_Task item:_
Go through the material under this sentence. Return every line holding "necktie".

_Extracted entries:_
====
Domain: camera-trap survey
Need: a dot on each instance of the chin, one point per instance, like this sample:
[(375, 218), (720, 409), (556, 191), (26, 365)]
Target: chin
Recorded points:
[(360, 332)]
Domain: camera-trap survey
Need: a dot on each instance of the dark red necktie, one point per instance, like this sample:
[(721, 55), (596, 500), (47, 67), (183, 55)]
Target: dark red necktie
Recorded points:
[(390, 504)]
====
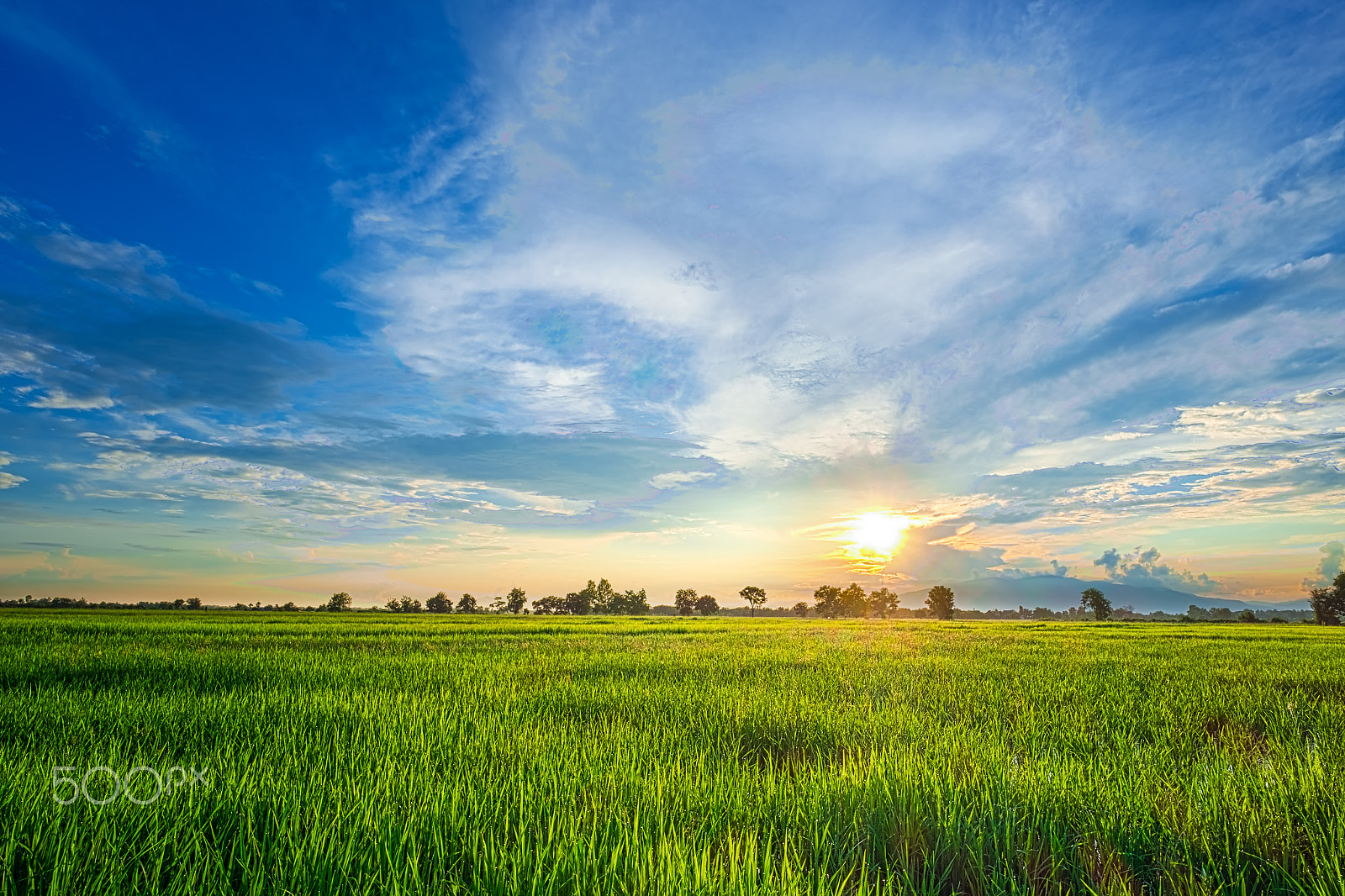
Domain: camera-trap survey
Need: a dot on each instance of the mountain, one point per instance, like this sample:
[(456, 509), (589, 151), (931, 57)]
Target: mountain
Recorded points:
====
_Exercise result:_
Need: a dot on each instance of the dark red necktie, one point per instance, like this sample:
Target: dark red necktie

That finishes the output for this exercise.